* [Source records]
***

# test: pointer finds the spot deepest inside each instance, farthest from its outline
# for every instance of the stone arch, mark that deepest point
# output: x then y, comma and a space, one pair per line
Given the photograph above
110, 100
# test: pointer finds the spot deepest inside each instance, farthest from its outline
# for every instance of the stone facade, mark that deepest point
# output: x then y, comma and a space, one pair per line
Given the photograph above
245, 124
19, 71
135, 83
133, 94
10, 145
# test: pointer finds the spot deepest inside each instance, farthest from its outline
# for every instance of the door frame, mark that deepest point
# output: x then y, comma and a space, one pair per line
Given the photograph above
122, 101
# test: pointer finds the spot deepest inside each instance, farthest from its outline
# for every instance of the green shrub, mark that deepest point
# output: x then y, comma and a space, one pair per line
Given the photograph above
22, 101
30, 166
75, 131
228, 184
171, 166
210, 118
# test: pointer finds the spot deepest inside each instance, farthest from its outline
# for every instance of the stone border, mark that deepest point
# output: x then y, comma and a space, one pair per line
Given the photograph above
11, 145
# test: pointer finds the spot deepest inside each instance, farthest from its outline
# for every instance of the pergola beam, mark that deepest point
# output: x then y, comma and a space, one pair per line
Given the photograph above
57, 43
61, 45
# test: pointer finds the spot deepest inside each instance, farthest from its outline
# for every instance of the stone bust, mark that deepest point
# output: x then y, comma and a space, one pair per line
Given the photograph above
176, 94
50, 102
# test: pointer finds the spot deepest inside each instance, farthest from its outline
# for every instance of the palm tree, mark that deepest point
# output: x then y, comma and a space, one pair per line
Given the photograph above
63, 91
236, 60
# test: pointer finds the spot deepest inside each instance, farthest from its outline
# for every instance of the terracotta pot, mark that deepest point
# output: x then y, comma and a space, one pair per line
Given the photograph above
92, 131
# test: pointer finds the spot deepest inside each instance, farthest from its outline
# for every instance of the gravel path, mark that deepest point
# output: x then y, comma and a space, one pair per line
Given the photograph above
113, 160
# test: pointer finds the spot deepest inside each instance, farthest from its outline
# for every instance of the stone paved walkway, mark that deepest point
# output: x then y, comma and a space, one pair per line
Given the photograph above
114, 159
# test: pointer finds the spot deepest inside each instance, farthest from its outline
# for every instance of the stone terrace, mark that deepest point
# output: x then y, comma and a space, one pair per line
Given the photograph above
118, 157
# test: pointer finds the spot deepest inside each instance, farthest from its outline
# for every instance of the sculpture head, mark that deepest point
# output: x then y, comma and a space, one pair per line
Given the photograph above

***

* [What you are asked to do]
An exact copy of every record is what the answer must contain.

* [Expected answer]
# test: pointer finds the spot deepest inside each instance, farthest from its outline
# for every instance of the stone arch, mark that deepest point
# output: x then y, comma and a space, one pair per line
Given the photograph above
110, 100
# test: pointer finds the spot deepest inside each instance, farthest from its outline
# for every instance of the stone facade, mark that deepest point
# output: x then y, comma and a space, one pair per line
Given the photograph above
245, 124
19, 71
135, 83
133, 94
10, 145
# test: pointer finds the spot deepest inside each instance, farthest from its outline
# for every instance of the door frame, mark that deepest point
# output: x then y, comma and a space, one pair per line
Given the photograph above
122, 101
# test: pointer finds the spot deepest inside each instance, farthest from its outline
# for every instance of the green shrub, mark that deepest point
# output: x then y, comma and a space, one pair per line
Given the photograph above
22, 101
30, 166
75, 131
228, 184
171, 166
210, 118
# test: pointer finds the spot deepest inside each instance, farthest from its outline
# for every instance of the stone border, mark that deepest point
# output: x then y, comma and a space, one pair per line
Given the photograph above
11, 145
# test: pointer finds the spot deepest inside each instance, farthest from its outline
# for every instance of the pergola beam, mark that deepest point
# output: x then y, comma and a space, one pair per line
Given the photograph above
57, 43
61, 45
# test: pointer finds the spot deepest inside each instance, farthest from its outline
# for every instance of the stone bust, mark that deepest point
# output: x then y, comma and a space, one pair per line
Given the photograph above
176, 94
50, 102
# test: pointer finds the spot deepest inside each instance, farthest from its outline
# for every instance of the palm tree, mark that deepest point
# output: x then y, comma and a space, one pair per line
Given the photograph above
63, 91
236, 60
# test: pointer finds the spot deepest inside each instance, farthest from its outline
# for every instance of the terracotta pot, mark that deepest point
# output: x then y, comma and a space, one pair per line
Given the photograph above
92, 131
# test: pointer finds the spot deepest inside each instance, farthest from its outline
# for every instance of the gravel path, mark that deepest point
# output: x then y, comma and a space, one pair per line
Given the photograph above
113, 160
# test: pointer finds the spot deepest inside each instance, farthest from its outline
# for every instance of the stone paved walkway, mark that deepest point
# output: x then y, comma and a space, one pair per line
Given the photograph above
114, 159
# test: pointer finds the spot deepest inside each instance, farthest from its outline
# for every instance of the stone terrace, mark that deepest point
# output: x then y, comma and a space, one pair per line
Given the photograph above
118, 157
# test: pointer finds the spot deepest inside each instance, farthest from its outline
# for every instance of the sculpture head, mark that deepest point
# output: x then y, comma and a space, one pair per line
Given the photograph above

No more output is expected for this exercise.